REQUIRED WORK:
Put the records below into a Markdown table with the columns "Row" and "Text", one line of the records per row in order and no blank lines. Leave the pictures out.

---------- DATA SHOWN

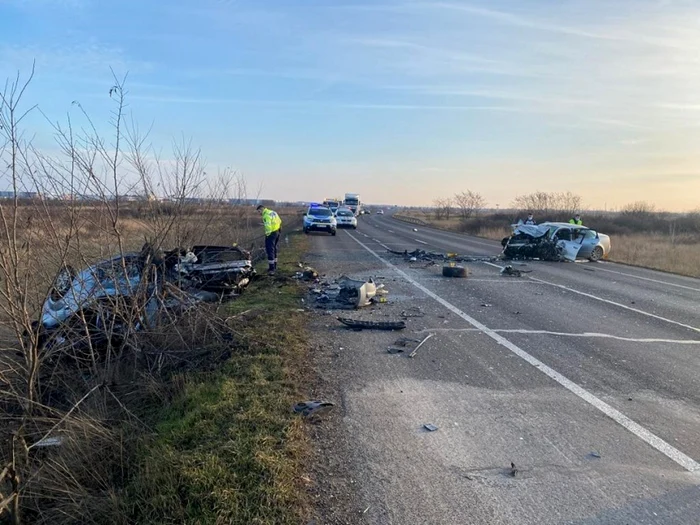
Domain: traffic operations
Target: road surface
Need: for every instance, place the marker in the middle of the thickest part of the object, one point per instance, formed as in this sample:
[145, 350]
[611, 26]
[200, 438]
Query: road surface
[585, 376]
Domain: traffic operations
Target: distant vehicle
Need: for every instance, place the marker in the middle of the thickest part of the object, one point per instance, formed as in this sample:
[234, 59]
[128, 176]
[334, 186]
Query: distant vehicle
[556, 241]
[333, 204]
[346, 218]
[352, 201]
[320, 218]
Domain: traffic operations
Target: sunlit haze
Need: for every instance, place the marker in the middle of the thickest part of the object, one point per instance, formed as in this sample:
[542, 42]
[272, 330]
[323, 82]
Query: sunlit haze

--------------------

WORKED SOLUTION:
| Row | Text |
|---|---|
| 1 | Domain: traffic operations |
| 2 | Target: road surface |
| 3 | Need: for every instance, place the marker in the middle of the thickest part of the object, one point per instance, formed as in this sample: |
| 4 | [145, 350] |
| 5 | [611, 26] |
| 6 | [200, 438] |
| 7 | Query: road surface |
| 8 | [585, 376] |
| 9 | Domain: traffic operations |
| 10 | Target: distant vehicle |
| 11 | Need: for every instance, place the marker in the middle of the thickest part of the object, one point per instance, formed as in this sample: |
| 12 | [234, 59] |
| 13 | [128, 176] |
| 14 | [334, 186] |
| 15 | Query: distant vehicle |
| 16 | [556, 241] |
| 17 | [333, 204] |
| 18 | [346, 218] |
| 19 | [352, 201] |
| 20 | [320, 218] |
| 21 | Domain: traffic operations |
| 22 | Target: sunlit haze |
| 23 | Need: for every instance, place the marker in the middle of the thickest part of the object, one point per instance, formed as in this sample: |
| 24 | [542, 42] |
| 25 | [272, 330] |
| 26 | [323, 82] |
| 27 | Query: sunlit haze |